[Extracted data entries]
"""
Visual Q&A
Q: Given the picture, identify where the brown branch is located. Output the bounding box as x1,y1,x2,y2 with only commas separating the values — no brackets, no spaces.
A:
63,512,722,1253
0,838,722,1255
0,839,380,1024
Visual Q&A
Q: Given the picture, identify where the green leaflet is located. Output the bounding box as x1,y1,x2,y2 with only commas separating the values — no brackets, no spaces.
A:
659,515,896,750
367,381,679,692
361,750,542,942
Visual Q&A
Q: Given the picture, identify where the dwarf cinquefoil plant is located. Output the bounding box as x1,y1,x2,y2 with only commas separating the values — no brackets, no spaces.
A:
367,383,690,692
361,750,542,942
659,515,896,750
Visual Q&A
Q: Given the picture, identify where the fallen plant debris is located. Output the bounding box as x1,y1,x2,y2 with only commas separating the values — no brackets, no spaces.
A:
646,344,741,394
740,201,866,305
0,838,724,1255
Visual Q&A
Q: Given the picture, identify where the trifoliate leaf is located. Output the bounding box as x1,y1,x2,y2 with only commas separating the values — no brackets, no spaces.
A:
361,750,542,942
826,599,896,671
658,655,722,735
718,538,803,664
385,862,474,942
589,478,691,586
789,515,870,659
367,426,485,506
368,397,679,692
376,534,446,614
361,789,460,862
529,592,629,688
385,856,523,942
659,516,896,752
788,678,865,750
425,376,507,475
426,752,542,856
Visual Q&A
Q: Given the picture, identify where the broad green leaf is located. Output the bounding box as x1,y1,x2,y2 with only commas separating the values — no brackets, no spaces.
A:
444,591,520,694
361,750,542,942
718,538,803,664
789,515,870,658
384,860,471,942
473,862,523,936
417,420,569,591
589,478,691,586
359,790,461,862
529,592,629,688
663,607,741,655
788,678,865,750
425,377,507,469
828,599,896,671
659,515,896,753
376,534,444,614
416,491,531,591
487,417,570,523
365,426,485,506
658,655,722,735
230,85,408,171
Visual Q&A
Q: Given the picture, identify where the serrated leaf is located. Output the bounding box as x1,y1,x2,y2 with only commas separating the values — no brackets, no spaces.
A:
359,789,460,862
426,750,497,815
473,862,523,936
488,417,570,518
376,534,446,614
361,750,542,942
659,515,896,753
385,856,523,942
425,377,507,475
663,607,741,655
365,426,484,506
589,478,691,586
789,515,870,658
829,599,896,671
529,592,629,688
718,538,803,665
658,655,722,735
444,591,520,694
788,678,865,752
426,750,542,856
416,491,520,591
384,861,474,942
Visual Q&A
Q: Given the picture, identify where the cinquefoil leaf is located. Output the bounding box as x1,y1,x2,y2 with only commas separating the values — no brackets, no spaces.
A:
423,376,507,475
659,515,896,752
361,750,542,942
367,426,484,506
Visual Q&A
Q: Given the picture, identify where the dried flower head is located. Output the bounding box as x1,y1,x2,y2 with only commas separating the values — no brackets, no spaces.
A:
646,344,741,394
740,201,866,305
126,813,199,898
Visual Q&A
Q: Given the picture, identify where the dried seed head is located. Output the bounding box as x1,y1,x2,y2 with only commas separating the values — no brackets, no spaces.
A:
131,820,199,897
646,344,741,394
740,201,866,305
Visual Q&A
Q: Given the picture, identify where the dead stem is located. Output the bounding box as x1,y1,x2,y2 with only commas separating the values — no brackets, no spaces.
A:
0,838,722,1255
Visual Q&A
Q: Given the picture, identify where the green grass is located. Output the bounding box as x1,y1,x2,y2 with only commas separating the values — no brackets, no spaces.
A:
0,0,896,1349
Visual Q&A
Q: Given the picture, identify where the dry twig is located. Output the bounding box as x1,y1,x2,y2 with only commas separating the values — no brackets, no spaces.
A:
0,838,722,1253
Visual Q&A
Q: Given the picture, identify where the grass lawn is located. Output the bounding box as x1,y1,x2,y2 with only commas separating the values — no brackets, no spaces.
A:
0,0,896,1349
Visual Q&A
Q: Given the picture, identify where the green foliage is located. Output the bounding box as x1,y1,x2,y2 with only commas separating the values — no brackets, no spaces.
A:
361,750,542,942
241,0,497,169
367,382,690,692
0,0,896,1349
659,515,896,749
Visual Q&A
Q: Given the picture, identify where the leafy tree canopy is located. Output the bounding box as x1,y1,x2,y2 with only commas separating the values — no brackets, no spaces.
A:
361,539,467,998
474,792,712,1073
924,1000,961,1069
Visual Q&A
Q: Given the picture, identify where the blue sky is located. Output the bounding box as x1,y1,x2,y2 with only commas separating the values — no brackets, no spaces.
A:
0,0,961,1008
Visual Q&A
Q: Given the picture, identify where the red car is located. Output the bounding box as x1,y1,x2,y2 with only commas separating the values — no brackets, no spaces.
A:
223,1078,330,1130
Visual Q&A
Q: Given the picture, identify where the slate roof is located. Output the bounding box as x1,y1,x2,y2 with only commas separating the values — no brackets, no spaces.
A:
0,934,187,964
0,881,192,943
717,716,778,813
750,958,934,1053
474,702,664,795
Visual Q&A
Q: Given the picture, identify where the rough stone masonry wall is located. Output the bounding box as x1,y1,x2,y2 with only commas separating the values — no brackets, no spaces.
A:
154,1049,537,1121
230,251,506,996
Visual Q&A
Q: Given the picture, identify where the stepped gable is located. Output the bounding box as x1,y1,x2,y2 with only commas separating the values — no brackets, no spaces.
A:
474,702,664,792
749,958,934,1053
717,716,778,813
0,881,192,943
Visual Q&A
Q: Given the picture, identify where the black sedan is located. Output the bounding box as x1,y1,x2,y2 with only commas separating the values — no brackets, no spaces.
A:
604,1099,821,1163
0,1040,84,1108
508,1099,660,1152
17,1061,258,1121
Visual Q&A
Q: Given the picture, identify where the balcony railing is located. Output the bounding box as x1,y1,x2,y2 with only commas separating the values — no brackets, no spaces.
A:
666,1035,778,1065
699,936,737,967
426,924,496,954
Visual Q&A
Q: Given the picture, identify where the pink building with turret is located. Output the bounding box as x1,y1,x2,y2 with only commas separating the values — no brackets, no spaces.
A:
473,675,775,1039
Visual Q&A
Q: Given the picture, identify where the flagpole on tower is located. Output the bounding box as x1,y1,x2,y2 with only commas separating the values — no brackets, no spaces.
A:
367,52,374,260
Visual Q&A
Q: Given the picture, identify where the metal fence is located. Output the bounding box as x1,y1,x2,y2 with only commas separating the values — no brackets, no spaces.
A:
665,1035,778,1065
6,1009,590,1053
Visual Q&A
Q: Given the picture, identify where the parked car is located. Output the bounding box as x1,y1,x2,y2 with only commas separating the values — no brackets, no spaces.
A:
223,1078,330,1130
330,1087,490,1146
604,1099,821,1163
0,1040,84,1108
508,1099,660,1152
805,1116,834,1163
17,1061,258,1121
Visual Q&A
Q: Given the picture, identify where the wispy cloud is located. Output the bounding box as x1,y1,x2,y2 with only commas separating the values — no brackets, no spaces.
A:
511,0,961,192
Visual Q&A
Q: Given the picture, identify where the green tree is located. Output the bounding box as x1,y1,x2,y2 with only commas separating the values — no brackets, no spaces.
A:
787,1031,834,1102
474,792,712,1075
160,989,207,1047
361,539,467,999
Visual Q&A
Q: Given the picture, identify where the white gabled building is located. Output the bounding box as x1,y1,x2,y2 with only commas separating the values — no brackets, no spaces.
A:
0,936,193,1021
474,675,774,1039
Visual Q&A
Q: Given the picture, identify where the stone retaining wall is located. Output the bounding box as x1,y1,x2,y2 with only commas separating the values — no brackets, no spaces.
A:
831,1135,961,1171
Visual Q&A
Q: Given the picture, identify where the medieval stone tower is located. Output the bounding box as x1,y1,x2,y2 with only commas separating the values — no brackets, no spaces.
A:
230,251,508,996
"""
TASK GOAL —
Write out every one of the rows above again, keeping each line identical.

FINISHED EXERCISE —
Visual Q&A
Q: Given the picture, identify where the brown branch is located. Output the bounding box as x1,y1,x2,y2 with only commas separating the values — no brackets, no spaces.
A:
63,512,722,1253
0,838,722,1255
0,839,380,1024
Visual Q&A
Q: Given the picture, identify where the green leaflet is located. Output the bounding box as x1,y1,x2,y2 with only commas separating the values — no brackets, no spaces.
A:
659,515,896,750
367,381,679,692
361,750,542,942
Visual Q&A
Q: Given the picture, identify where the dwarf cinquefoil plant is located. Output the bounding box as x1,y1,x2,y2 with only commas separating the values — no brackets, no spaces.
A:
367,383,690,692
361,750,542,942
659,515,896,750
Visual Q&A
Q: Given the picture, identify where the fallen plant debris is located. Output the bounding box as x1,y1,x2,y2 with only commas separating the values — no brackets, no spaces.
A:
646,344,741,394
740,201,866,305
0,838,724,1255
Visual Q&A
Q: Given the picture, identify where the trifoliate leaf is located. Output the bounding box as x1,y1,x2,y2 with only commas separating the values — no brackets, no spaces.
A:
361,750,542,942
826,599,896,671
658,655,722,735
718,538,803,664
385,862,474,942
589,478,691,586
789,515,870,659
367,426,485,506
368,397,679,692
376,534,446,614
361,789,460,862
529,592,629,688
385,856,523,942
659,516,896,752
788,678,865,750
425,376,507,475
426,752,542,856
Visual Q&A
Q: Given the picture, identify where the broad green leaf is located. Output the bounding box as x1,y1,x2,y2 with only commas separating the values — no brackets, no spaces.
A:
444,591,520,694
361,750,542,942
718,538,803,664
789,515,870,658
384,860,471,942
473,862,523,936
417,420,569,591
589,478,691,586
359,790,461,862
529,592,629,688
663,607,741,655
788,678,865,750
425,377,507,469
828,599,896,671
659,515,896,753
376,534,444,614
416,491,531,591
487,417,570,523
365,426,485,506
658,655,722,735
230,85,408,171
Visual Q&A
Q: Given the picture, identify where the serrated leaf is located. Output the bounding box as x1,y1,x2,y2 with only commas separating the values — no brackets, no spaces.
A:
359,789,460,862
426,750,497,815
473,862,523,936
488,417,570,518
376,534,446,614
361,750,542,942
659,515,896,753
385,856,523,942
425,377,507,475
663,607,741,655
365,426,484,506
589,478,691,586
789,515,870,658
829,599,896,671
529,592,629,688
718,538,803,665
658,655,722,735
444,591,520,694
788,678,865,752
426,750,542,856
416,491,520,591
384,861,474,942
Visual Q&A
Q: Given the picture, identify where the cinquefoil leaf is located. Output the bounding box as x1,y1,x2,y2 with only commas separating the values — no brackets, no spaces.
A:
423,376,507,475
659,515,896,752
361,750,542,942
367,426,484,506
Visual Q&A
Q: Given the picture, identify where the dried flower head is located. Output the bounding box as x1,y1,x2,y2 with only commas separating the values — no brackets, no spaces.
A:
646,344,741,394
740,201,866,305
126,813,199,898
Visual Q&A
Q: Given the picture, identify where the dried seed head is located. Output the bounding box as x1,y1,x2,y2 with only commas separating the values — no brackets, no spaces.
A:
131,820,199,897
646,344,741,394
740,201,866,305
Visual Q&A
Q: Given the picture, identify where the dead stem is located. Output the bounding box as x1,y1,x2,y2 with only commas separating the values — no brackets, no spaces.
A:
0,838,722,1255
Visual Q&A
Q: Given the picture, identify where the green grass is located. Output the bounding box as x1,y1,x2,y2 with only commas separating the values — no brackets, no spaces.
A:
0,0,896,1349
Visual Q&A
Q: Given the picture, identify where the dry twig is located. Output the bounding box as x1,y1,x2,y2 with only commas separating the values — no brackets, no spaces.
A:
0,838,722,1253
Visual Q&A
Q: Given the picture, identify where the grass lawn is located. Output the bounding box as x1,y1,x2,y2 with only commas separating the values — no brackets, no spaces.
A:
0,0,896,1349
Visual Q&A
Q: Given the picture, identify where the green foliage is located. Output the bounding box as x1,y1,x2,y2 with only commas separating the values — no brackets, no spaces.
A:
361,750,542,942
241,0,497,169
367,382,690,692
0,0,896,1349
659,515,896,749
Visual Q&A
Q: Given the picture, identify where the leafy tree canopy is located. Output the bounding box as x1,y1,x2,y2 with only commas separating the values — no brackets, no spaces.
A:
361,539,467,998
474,792,712,1073
924,1000,961,1069
Visual Q&A
Q: Given the picture, identify where the blue sky is located. Output the bounding box as x1,y1,x2,y2 with only commas separating the values — no brackets, no spaces.
A:
0,0,961,1008
Visual Q&A
Q: Given the picture, identify where the red car is located. Output the bounding box as x1,y1,x2,y2 with only commas separating the values — no brackets, no spaces.
A:
223,1078,330,1130
Visual Q&A
Q: Given the picture, identify where the slate roof is located. Output the bounding box as x1,y1,x2,y2 with only commas separating the values — no brackets, no spaces.
A:
0,934,187,964
0,881,192,943
717,716,778,813
750,958,934,1053
474,702,664,795
Visual Q&A
Q: Given the picture, identify where the rough stone masonry wall is located. Output the bounding box as x1,y1,x2,y2 with only commas separating the values — no brackets, no spaces.
A:
154,1049,537,1121
230,251,506,996
Visual Q&A
Q: Given the picture, identify where the stepped gable is located. Output the bounding box as x1,y1,x2,y2 with only commas separating the values — no brackets, no spaces.
A:
474,702,664,792
749,958,934,1053
717,716,778,813
0,881,192,943
Visual Q&A
Q: Given the picture, identify where the black sedan is located. Output the bounding box as x1,y1,x2,y2 with only commas separating the values — no brackets, no spaces.
A:
604,1099,821,1163
0,1040,84,1108
508,1099,660,1152
17,1061,258,1121
Visual Q&A
Q: Given the picture, identify where the balcony railing is located. Output the bounding box as x1,y1,x2,y2 with only commas separating the values — no brackets, no spaces.
A:
666,1035,778,1065
699,936,737,967
426,924,496,954
Visual Q&A
Q: Given the picture, identify where the pink building with turret is located. Output the bounding box as x1,y1,x2,y2 with only commas separating the values — no brackets, no spaces.
A:
473,675,775,1039
Visual Q&A
Q: Given the picture, identify where the flagpole on tower is located. Output the bounding box as x1,y1,x2,y2 with only commas separating the values — no brackets, no spaces.
A:
367,52,374,260
Visual Q&A
Q: Given the picture, identify where the metal fence is located. Output the bounding box as x1,y1,x2,y2 with only commas separating the values — no brackets, no spaces.
A:
665,1035,778,1065
6,1009,590,1053
Visual Q&A
Q: Given the picture, identify where the parked car is located. Output the bounding box as x1,y1,x2,y2 with only commas separating the values — no brackets, no spaces.
A:
223,1078,330,1130
330,1087,490,1146
604,1099,821,1163
0,1040,84,1108
508,1099,660,1152
805,1116,834,1163
17,1061,258,1121
Visual Q&A
Q: Given the picture, identify where the wispy cloud is located. Output the bounding box as x1,y1,x2,y2 with only commas separating the values — no brackets, no spaces.
A:
511,0,961,192
Visual Q&A
Q: Given the picture, identify where the green tree is located. Output the bounding box as x1,y1,x2,y2 with only commas separating the values — no brackets, no spaces.
A:
787,1031,834,1102
474,792,712,1075
160,989,207,1047
361,539,467,999
Visual Q&A
Q: Given the picture, identify where the white gabled building is located. Output the bounding box as x1,y1,x2,y2 with only commas separating the values — no brackets, no spaces.
A:
0,936,193,1021
474,675,774,1039
Visual Q&A
Q: Given the picture, identify where the stone retaining wall is located. Output the bounding box as x1,y1,x2,y2 with only commas separating the values — no brackets, no spaces.
A:
831,1135,961,1171
Visual Q&A
Q: Given the picture, identify where the medieval stone tower is located. Output the bounding box as x1,y1,x2,y2 with only commas separating the values — no brackets, no spaces.
A:
230,251,508,996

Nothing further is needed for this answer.